## Problem set
• A. Say whether each statement agrees with the article on the SGH liver transplant. Answer yes or no for each, and quote the exact words from the article that decide it. (i) The son has B positive blood. (ii) The liver waiting list grew from nine patients in 2007 to 52 as of end June this year. (iii) The operation is described as South-east Asia's first liver transplant involving a living donor with an incompatible blood group.
• B. List every person named in the article on the SGH liver transplant.
• C. Continue the article on the SGH liver transplant from its final sentence.

═══ Reading text

Mr Chen Yu Hui and his son Qingzhong are both recovering well, more than a year after the operation, and continue to go for follow-up medical checks. The elder Mr Chen has B positive blood while his son is A positive.ST PHOTO: ONG WEE JIN

SGH team performs transplant involving living donor with incompatible blood group

Felicia Choo, The Straits Times

Patients needing a liver transplant can now have a higher chance of receiving a donor organ, following the success of South-east Asia's first liver transplant involving a living donor with an incompatible blood group.

Doctors at Singapore General Hospital (SGH) believe that with the patient recovering well from last year's surgery, it will pave the way for similar surgery to be carried out both in the region and Singapore.

In Singapore, there is a growing number of patients on the waiting list for a liver, from nine in 2007 to 52 as of end June this year, based on statistics from the National Organ Transplant Unit.

Associate Professor Jeyaraj Prema Raj, director of the liver transplant programme at SGH, said that such a transplant is an important option to have, especially for patients in dire need - as was the case of Mr Chen Yu Hui, 56.

══════
═══ Excerpted data

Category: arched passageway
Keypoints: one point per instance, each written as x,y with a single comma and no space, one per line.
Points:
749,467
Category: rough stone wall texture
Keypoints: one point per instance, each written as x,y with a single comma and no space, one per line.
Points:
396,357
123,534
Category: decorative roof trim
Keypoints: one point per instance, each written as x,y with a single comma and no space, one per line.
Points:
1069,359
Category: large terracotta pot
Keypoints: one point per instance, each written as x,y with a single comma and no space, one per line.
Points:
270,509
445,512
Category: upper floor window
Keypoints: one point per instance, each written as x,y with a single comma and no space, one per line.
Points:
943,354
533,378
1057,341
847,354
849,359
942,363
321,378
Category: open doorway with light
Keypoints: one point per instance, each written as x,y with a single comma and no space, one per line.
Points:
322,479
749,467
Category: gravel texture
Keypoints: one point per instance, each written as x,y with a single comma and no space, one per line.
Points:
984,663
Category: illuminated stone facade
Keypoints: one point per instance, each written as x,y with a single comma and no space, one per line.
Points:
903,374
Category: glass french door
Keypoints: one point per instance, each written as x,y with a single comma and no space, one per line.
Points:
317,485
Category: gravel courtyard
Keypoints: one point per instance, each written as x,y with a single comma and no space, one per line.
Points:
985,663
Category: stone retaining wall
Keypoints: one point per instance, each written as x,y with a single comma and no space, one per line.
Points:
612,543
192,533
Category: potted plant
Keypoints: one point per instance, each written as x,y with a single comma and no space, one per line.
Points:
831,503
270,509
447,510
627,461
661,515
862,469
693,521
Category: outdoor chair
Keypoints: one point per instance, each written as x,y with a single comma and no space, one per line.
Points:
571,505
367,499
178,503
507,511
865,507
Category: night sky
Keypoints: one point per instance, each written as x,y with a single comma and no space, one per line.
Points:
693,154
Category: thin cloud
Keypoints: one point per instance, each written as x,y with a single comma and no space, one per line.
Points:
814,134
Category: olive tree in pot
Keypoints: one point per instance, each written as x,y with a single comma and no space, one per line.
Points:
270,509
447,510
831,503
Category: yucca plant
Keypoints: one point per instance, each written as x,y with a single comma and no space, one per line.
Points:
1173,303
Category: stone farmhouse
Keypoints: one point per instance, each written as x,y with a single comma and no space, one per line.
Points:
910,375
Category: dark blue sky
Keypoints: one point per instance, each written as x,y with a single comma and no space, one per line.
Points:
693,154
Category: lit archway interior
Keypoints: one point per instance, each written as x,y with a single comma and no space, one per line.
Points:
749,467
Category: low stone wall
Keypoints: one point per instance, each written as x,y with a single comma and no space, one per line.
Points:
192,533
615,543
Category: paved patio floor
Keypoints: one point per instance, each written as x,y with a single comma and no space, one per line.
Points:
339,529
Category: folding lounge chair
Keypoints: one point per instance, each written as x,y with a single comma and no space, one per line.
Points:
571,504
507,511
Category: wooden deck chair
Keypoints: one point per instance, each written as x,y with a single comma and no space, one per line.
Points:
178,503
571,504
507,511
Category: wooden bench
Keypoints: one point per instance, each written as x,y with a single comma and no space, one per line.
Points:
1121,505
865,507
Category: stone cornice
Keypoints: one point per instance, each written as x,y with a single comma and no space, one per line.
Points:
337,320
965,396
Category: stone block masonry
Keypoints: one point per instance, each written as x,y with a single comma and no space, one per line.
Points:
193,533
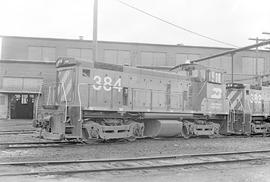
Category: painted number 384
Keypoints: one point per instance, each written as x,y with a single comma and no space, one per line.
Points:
107,83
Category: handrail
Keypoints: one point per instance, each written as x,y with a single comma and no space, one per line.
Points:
62,85
79,97
39,92
49,94
179,94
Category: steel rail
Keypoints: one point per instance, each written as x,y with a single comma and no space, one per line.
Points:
128,164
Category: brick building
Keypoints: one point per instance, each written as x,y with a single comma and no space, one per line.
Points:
26,62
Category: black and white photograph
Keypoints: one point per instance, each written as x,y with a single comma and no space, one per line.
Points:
135,90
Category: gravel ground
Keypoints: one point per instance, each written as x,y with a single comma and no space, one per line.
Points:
143,148
138,148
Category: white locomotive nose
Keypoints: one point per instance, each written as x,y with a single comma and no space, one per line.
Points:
187,61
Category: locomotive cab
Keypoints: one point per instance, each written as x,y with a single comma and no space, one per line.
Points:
207,97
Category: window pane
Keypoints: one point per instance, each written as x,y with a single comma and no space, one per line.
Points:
110,56
181,59
159,59
124,58
87,54
74,52
34,53
147,58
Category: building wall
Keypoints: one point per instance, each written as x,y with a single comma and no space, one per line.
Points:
26,61
45,49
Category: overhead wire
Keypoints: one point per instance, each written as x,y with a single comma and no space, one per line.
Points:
175,25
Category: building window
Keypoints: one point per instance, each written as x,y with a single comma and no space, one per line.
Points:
153,58
86,73
80,53
41,53
182,58
120,57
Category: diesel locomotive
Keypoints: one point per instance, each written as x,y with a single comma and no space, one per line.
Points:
95,100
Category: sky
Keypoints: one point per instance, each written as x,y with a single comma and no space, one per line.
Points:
231,21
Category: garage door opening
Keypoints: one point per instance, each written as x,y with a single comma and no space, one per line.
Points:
21,106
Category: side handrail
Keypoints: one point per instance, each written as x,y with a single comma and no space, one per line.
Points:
65,101
80,101
39,93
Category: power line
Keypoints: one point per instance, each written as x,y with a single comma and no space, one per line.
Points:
175,25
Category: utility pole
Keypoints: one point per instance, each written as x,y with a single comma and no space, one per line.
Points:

══════

## Task-by-task outputs
• A.
(i) No: "The elder Mr Chen has B positive blood while his son is A positive."
(ii) Yes: "from nine in 2007 to 52 as of end June this year"
(iii) Yes: "South-east Asia's first liver transplant involving a living donor with an incompatible blood group"

• B. Chen Yu Hui; Qingzhong; Ong Wee Jin; Felicia Choo; Jeyaraj Prema Raj

• C.
Without a transplant, doctors predicted that Mr Chen, who was suffering from liver cancer, hepatitis B and liver cirrhosis, had fewer than two years to live. Mr Chen did not qualify for a liver from a dead donor as such livers are prioritised for liver cancer patients with the least likely chance of recurrence. In Mr Chen's case, there was concern that his cancer could recur.

Blood-group-incompatible organ transplants are usually a last resort, said Prof Prema Raj. But it was left to Mr Chen's 32-year-old son Qingzhong to come to his aid. A part of the son's liver was transferred to the father in a 12-hour operation at SGH in July last year.

The elder Mr Chen has B positive blood while his son is A positive.

 

 

 

 

 

 

Preparing the elder Mr Chen for the surgery involved suppressing the production of and removing specific antibodies in his blood - through an intravenous infusion and special dialysis machine - to a level low enough to prevent them from thinking of the donated organ as a foreign body and attacking it.

While kidney transplants involving living donors with blood groups that are incompatible with those of recipients have been performed in Singapore since 2008, this was the first such liver transplant.

As such, the surgical team studied blood-group-incompatible liver transplants in other countries such as South Korea and Japan.

In the first two weeks after the surgery, the elder Mr Chen had to go through another round of dialysis, and the level of antibodies in his blood was measured daily to ensure that it remained low.

For the younger Mr Chen, whose wife was seven months pregnant at the time of the surgery, the desire to save his father overrode any fear.

Both he and his 34-year-old brother volunteered as potential donors, but the younger Mr Chen was deemed more suitable.

"I felt that it was my responsibility as a son and an expression of love to help my father, so I shouldn't be too worried," said the owner of a retail shop, who became a father for the first time when his son was born in November last year.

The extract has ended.